**Studientext:**
━━━━━━━━━━━━━━━━━━━━━━━━━━━━━━

So wurde allen Ernstes verlautbart: „Im Bundesministerium für Gesundheit wurde während der Corona-Pandemie regelmäßig das innerbetriebliche Infektionsgeschehen beobachtet. Die gewonnenen Erkenntnisse belegen die Wirksamkeit der im Ministerium für Gesundheit geltenden Hygieneschutzregeln.“

Es werden also innerbetriebliche Beobachtungen als Beleg für eine Wirksamkeit ausgegeben. Das ist schon der Hammer. Dieser klägliche Erklärungsversuch zeigt, dass man den Aussagen von Karl Lauterbach keinen Glauben mehr schenken darf. Lauterbach steht mit dem Rücken zur Wand und redet sich raus wie ein kleiner Schulbub, der beim Lügen erwischt wurde. Der Schaden für das Amt des Bundesgesundheitsministers kann nicht größer sein. Gewiss werden zu der dürren Aussage des Staatssekretärs noch weitere Ausführungen und Erklärungen folgen. Deshalb kann an dieser Stelle die Aussage erst einmal als das stehen gelassen werden, was sie ist: eine Frechheit.

Lauterbach mangelt es an Grundkenntnissen – oder er versucht zu täuschen

Doch damit nicht genug. In der erwähnten Lanz-Sendung vom 9. Februar gab Lauterbach noch mehr Haltlosigkeiten zum Besten. Seinen Ausführungen zufolge hätten Lockdown und Kontaktbeschränkungen verhindert, dass ungefähr eine Million Menschen in Deutschland an Corona verstorben wären. Dass es sich bei dieser Zahlenangabe um eine bloße Schätzung handelt, wird wieder erst aufgrund einer Nachfrage durch Kubicki klar.

Corona-Aufarbeitung ist notwendig
Zu den Opfern der Corona-Politik gehörten vor allem Kinder und Jugendliche
Die gesamte Aussage des Bundesgesundheitsministers steht auf sehr wackligem Fundament. Ein renommierter Statistiker aus München findet die Aussage von Lauterbach sogar „hanebüchen“ und rät seinem Professorenkollegen, dass man sich wissenschaftlich so nicht äußern solle. Dafür hat der Statistiker gute Gründe. Die Sterberate pro Infektion hängt wesentlich vom Alter ab. Dies ist bereits seit 2020 bekannt. So würde die Sterberate pro Infektion bei den Ü-60-Jährigen bei etwas über einem Prozent liegen. Dies entspräche in etwa 760.000 bis 860.000 Todesfällen, wenn die Bevölkerung rein aus Ü-60-Jährigen bestünde.

━━━━━━━━━━━━━━━━━━━━━━━━━━━━━━

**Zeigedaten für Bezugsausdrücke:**
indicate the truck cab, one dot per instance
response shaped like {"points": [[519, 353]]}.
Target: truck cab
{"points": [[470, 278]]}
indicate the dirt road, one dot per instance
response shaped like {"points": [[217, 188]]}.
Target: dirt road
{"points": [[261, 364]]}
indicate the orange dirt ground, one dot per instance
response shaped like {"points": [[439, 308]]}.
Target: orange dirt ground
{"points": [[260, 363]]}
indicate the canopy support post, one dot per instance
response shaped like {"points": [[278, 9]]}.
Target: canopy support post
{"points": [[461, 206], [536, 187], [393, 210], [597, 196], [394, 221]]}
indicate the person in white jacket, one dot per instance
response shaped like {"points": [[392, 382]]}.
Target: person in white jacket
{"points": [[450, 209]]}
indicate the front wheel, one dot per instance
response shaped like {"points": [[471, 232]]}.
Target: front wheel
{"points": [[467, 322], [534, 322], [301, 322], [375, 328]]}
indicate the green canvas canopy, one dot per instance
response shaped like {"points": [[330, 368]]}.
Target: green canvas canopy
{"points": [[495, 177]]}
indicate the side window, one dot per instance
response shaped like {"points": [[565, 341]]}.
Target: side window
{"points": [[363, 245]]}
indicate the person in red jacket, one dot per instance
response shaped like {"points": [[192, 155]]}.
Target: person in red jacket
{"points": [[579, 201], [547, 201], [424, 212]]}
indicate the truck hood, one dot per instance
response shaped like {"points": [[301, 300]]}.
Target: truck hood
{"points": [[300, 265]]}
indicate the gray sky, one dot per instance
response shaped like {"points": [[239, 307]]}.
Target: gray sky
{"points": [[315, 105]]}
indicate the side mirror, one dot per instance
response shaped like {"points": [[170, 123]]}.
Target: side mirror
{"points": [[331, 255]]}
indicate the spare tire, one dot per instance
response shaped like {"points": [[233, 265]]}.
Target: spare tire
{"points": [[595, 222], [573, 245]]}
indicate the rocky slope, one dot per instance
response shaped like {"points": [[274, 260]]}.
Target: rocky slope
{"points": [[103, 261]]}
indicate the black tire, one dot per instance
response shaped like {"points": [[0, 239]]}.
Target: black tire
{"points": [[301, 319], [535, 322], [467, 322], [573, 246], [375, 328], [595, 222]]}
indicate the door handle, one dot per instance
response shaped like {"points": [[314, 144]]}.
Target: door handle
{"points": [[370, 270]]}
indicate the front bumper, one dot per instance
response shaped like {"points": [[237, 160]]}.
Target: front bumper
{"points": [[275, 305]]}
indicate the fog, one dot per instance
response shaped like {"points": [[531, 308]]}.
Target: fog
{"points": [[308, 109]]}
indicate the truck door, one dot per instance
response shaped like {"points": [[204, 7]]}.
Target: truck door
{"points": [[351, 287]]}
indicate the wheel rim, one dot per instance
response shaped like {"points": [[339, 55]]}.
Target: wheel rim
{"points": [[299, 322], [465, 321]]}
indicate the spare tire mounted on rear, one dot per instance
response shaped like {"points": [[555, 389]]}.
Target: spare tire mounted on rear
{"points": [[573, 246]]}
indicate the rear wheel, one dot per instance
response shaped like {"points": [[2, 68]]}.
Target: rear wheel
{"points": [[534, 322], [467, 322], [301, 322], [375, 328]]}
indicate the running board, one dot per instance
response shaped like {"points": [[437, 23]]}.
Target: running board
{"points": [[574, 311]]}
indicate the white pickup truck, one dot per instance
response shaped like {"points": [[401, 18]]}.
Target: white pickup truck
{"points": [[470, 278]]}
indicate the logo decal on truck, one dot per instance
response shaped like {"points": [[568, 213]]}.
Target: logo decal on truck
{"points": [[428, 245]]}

━━━━━━━━━━━━━━━━━━━━━━━━━━━━━━

**Aufgabe:** Wie viele Todesfälle in Deutschland haben Lockdown und Kontaktbeschränkungen laut Lauterbachs Aussage im Studientext verhindert? Die Zeilen stehen in keinem Zusammenhang mit dem Studientext.

**Antwort:** Ungefähr eine Million Todesfälle.